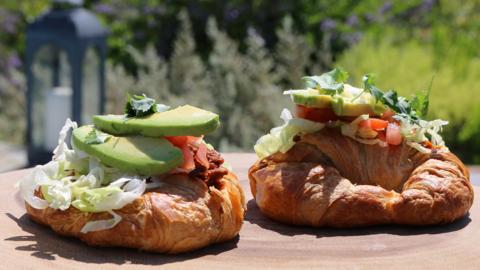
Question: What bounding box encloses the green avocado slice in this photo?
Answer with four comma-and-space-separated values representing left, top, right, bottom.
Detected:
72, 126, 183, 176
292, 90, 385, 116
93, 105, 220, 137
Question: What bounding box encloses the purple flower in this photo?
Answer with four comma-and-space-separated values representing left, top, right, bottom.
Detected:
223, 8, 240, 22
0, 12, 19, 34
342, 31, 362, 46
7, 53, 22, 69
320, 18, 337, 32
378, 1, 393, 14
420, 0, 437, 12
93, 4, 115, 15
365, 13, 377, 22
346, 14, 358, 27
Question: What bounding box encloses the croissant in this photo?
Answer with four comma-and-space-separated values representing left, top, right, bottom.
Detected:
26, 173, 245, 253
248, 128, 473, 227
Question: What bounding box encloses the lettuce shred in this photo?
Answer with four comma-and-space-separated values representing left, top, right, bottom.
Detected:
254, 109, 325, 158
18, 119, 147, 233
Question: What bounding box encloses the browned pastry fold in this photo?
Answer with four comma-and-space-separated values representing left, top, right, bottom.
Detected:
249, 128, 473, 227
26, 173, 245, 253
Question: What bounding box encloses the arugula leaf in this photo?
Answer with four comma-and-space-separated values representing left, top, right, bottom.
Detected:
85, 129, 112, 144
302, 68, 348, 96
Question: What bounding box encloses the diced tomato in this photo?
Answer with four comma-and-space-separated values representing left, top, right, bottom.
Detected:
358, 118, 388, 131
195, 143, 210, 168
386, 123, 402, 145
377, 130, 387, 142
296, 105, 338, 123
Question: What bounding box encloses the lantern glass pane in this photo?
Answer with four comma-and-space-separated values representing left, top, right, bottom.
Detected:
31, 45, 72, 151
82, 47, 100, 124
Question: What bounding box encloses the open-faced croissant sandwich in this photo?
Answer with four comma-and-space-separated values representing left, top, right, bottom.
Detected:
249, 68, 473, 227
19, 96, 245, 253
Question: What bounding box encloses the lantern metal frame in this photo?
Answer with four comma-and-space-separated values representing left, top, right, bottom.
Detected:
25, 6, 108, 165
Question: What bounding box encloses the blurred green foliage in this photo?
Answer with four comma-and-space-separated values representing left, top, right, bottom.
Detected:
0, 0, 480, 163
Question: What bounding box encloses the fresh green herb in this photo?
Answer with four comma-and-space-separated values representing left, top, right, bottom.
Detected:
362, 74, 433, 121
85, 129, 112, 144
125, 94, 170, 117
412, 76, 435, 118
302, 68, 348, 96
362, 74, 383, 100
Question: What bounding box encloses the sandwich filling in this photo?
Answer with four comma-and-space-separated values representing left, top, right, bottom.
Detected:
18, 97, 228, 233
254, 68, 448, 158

* * *

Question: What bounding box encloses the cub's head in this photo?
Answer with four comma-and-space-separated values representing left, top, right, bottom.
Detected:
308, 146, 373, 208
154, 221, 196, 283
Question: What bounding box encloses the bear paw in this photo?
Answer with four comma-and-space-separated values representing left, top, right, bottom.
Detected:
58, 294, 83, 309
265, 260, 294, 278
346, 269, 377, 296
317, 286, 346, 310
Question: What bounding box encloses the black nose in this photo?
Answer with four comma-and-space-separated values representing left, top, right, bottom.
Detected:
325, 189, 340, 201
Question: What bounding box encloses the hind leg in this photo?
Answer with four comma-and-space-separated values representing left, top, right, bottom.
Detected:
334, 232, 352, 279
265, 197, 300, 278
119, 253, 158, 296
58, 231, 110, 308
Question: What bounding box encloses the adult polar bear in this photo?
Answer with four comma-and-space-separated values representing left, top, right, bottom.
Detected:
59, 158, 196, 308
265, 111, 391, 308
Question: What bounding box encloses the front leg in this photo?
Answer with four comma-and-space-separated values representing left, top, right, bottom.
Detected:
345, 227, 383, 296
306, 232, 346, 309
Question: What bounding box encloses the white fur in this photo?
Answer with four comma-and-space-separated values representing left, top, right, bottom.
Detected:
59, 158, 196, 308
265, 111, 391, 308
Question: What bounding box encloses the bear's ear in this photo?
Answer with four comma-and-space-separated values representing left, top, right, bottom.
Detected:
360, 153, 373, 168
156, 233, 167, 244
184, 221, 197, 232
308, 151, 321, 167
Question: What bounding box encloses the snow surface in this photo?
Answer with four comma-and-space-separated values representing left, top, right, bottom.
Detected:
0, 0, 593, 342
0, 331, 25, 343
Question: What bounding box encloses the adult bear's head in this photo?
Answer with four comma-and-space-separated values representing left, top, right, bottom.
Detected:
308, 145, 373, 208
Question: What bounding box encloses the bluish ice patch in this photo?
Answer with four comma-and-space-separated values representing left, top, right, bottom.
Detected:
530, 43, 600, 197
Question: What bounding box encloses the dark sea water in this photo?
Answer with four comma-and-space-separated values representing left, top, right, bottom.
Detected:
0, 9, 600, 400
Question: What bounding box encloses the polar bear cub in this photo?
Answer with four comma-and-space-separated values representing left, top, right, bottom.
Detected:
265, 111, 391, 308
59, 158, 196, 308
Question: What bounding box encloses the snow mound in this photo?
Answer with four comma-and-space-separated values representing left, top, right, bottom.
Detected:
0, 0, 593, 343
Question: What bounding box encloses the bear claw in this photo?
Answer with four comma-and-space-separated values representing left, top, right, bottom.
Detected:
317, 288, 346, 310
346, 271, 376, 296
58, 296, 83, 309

---

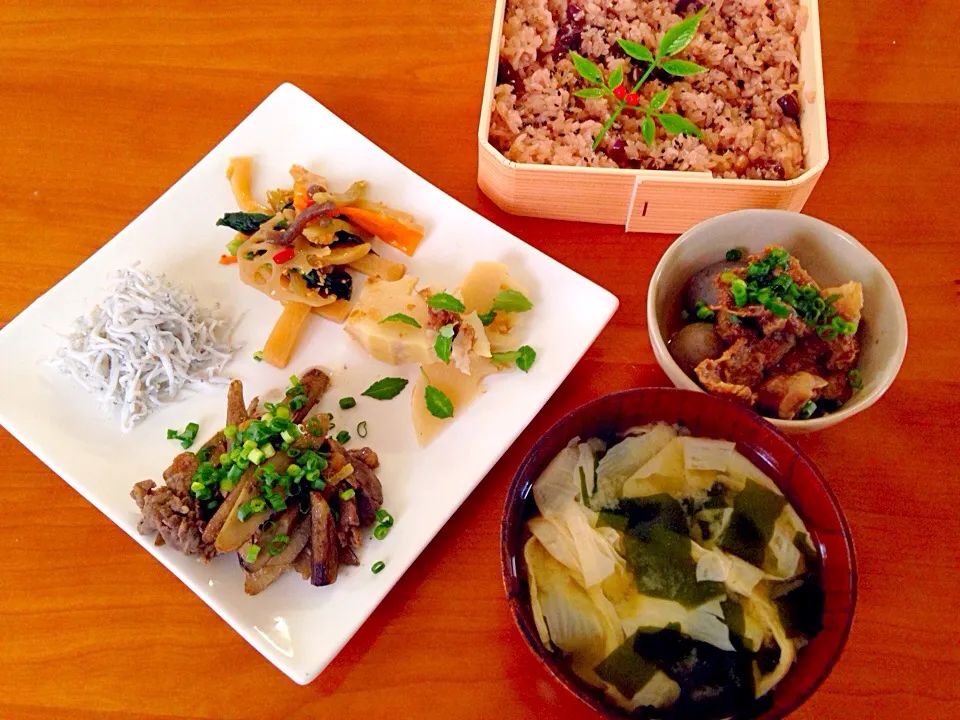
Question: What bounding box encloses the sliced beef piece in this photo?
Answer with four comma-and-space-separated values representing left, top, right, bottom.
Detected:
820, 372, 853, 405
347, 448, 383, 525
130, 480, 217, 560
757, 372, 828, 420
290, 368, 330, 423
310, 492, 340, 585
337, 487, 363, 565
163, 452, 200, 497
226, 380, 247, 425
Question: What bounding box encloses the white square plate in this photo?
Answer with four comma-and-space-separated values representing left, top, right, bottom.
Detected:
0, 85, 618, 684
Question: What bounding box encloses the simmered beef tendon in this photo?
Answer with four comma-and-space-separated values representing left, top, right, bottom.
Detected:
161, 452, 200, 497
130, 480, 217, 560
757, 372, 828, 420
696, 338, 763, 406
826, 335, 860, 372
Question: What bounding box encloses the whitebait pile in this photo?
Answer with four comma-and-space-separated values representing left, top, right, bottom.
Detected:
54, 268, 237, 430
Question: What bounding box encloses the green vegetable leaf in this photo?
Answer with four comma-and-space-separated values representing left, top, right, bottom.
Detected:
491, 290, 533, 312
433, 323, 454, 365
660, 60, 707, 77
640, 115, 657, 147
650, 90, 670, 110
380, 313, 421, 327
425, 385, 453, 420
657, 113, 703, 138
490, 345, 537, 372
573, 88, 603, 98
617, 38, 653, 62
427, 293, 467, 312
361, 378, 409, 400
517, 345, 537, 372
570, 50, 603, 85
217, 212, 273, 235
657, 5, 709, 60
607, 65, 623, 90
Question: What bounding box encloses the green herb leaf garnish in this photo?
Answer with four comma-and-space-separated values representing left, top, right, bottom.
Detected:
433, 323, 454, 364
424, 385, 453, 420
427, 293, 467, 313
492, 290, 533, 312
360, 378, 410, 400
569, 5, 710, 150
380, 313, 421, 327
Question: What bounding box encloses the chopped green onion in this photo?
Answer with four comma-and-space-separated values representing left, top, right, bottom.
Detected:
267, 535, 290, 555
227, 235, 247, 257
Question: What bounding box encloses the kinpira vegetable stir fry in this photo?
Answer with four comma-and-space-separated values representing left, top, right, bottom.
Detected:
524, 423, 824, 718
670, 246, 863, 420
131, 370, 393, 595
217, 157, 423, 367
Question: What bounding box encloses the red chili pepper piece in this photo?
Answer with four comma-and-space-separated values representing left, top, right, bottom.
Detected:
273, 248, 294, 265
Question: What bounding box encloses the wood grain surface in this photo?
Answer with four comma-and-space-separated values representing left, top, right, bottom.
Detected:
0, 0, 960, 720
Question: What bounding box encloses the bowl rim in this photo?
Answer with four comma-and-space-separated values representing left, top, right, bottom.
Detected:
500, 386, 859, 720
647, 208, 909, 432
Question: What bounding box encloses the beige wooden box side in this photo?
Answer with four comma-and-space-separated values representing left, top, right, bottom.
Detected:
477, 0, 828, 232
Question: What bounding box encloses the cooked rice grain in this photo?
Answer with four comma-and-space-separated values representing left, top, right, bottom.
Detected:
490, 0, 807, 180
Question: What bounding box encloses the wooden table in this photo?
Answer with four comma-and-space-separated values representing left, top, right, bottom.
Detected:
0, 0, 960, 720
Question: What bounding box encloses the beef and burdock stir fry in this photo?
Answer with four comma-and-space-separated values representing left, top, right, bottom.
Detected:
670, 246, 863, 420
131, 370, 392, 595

Task directions:
Number each line in the stretch from the line containing "Question: What bounding box encloses the lantern metal" through the line containing "254, 68, 448, 158", leaving out any blank lines, and set them out as a numbered list.

Completed exercise:
1. Question: What bounding box encloses the lantern metal frame in this photo?
2. Answer with four comma-and-space-separated values representing left, top, right, bottom.
3. Detected:
4. 25, 6, 108, 165
5. Question: What bounding box encloses the blurred green foliage in this photo?
6. Answer with four comma-and-space-separated values representing left, top, right, bottom.
7. Detected:
8. 0, 0, 480, 163
9. Question: What bounding box encloses the fresh green herb in this photo?
10. Answer with four comma-and-space-separated values representing left, top, right, bottom.
11. Detected:
12. 362, 74, 433, 121
13. 85, 129, 112, 144
14. 125, 94, 170, 117
15. 412, 76, 435, 118
16. 302, 68, 348, 96
17. 362, 74, 383, 100
18. Question: What bounding box encloses the sandwich filling in this photo?
19. Answer with four comma-and-space-separated values representing left, top, right, bottom.
20. Detected:
21. 18, 97, 228, 233
22. 254, 68, 448, 158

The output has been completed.